## Work required
Extract every line below that contains the word "dark". Treat the match as case-sensitive.

>> Start

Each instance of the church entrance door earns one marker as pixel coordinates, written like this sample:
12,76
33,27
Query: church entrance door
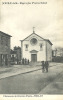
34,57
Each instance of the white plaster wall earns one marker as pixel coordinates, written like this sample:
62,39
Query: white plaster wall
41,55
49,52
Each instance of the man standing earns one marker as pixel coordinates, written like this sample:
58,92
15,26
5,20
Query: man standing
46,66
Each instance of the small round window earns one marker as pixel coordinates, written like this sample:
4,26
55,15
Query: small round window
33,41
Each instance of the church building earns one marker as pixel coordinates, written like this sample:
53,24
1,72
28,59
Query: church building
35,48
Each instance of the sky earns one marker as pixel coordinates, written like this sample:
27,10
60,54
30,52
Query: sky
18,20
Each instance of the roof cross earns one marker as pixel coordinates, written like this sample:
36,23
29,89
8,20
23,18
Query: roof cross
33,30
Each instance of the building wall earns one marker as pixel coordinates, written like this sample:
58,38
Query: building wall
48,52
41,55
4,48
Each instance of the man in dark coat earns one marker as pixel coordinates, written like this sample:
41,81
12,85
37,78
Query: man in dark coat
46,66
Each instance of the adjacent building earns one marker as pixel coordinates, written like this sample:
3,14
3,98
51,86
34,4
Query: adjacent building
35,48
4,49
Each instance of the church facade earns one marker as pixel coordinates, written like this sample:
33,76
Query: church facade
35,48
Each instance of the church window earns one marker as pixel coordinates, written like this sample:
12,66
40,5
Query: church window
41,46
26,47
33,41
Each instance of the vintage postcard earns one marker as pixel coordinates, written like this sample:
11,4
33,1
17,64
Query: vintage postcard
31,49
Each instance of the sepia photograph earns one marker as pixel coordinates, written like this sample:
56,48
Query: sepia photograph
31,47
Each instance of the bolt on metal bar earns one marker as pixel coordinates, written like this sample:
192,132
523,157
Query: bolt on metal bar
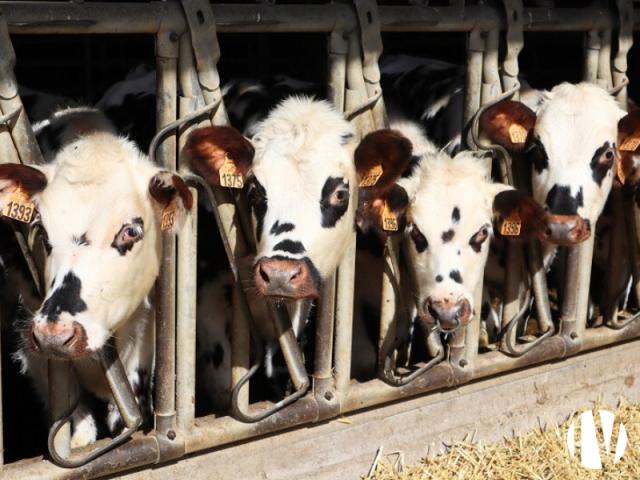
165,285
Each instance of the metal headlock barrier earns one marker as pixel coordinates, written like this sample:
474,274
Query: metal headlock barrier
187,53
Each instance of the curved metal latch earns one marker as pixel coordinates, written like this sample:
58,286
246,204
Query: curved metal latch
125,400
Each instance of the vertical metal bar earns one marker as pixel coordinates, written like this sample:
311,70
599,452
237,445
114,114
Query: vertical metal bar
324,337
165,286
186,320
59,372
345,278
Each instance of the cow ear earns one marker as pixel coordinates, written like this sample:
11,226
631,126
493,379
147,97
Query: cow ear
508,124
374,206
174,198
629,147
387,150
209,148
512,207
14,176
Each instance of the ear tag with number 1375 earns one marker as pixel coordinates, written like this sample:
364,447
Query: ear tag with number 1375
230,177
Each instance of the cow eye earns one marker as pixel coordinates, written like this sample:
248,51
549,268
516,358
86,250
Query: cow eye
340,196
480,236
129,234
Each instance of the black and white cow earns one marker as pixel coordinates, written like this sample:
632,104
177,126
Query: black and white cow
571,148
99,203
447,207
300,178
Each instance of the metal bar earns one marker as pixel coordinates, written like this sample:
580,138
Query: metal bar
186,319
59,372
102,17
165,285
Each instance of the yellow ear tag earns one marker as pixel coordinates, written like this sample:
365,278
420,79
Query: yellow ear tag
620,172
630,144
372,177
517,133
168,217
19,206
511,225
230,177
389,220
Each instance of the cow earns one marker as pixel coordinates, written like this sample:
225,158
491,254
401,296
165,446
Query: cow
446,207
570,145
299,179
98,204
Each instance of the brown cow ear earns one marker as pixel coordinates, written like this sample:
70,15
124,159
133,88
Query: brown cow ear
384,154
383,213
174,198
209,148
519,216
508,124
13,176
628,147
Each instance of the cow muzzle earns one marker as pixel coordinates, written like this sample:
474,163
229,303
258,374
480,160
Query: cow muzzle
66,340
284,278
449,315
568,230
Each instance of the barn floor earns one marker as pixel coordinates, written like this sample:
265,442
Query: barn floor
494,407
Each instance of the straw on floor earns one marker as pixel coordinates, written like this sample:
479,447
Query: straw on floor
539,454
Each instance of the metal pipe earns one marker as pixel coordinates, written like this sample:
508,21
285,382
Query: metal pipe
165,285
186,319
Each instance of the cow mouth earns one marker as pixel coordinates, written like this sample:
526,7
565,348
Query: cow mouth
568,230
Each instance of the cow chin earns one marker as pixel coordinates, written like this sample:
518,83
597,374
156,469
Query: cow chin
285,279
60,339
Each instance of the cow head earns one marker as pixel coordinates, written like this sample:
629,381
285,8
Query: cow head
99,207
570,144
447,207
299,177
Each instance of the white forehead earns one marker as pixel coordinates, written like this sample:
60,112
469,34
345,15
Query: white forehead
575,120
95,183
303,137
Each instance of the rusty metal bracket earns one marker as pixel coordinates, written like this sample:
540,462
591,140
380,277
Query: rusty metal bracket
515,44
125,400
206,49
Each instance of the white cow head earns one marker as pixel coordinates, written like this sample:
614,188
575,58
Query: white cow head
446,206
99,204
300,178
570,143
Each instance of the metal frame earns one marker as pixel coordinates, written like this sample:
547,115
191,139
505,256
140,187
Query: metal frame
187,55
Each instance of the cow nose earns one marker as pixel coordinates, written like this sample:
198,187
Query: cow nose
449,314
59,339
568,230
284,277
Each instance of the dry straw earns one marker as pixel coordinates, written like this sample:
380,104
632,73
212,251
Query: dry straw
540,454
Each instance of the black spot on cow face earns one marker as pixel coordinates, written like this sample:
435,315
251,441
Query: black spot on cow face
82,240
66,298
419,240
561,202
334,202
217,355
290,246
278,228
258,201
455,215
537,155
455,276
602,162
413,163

>> End
>> Start

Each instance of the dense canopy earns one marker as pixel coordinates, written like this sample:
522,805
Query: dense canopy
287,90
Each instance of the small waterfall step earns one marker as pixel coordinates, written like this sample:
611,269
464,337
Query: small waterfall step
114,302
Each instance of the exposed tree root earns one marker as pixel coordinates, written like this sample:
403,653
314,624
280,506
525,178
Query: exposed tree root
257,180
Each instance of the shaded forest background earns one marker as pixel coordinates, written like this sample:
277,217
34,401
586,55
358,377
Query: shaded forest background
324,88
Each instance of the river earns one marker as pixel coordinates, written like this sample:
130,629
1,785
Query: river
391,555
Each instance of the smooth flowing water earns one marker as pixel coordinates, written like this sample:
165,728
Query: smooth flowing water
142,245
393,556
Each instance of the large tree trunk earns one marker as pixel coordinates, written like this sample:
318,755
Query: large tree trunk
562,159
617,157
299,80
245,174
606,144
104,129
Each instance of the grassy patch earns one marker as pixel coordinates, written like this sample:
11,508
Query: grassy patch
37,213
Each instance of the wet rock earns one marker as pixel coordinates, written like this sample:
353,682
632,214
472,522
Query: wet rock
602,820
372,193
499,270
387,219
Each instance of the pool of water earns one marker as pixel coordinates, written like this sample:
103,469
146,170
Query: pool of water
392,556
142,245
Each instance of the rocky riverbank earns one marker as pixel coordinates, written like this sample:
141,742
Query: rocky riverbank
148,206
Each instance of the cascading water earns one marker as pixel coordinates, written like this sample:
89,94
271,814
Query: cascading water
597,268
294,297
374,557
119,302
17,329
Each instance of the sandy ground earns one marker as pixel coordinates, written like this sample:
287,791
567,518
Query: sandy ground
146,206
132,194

>> End

## Task result
Each instance of the man in dark coat earns one marker as pixel coordinates, written like this sample:
Query: man in dark coat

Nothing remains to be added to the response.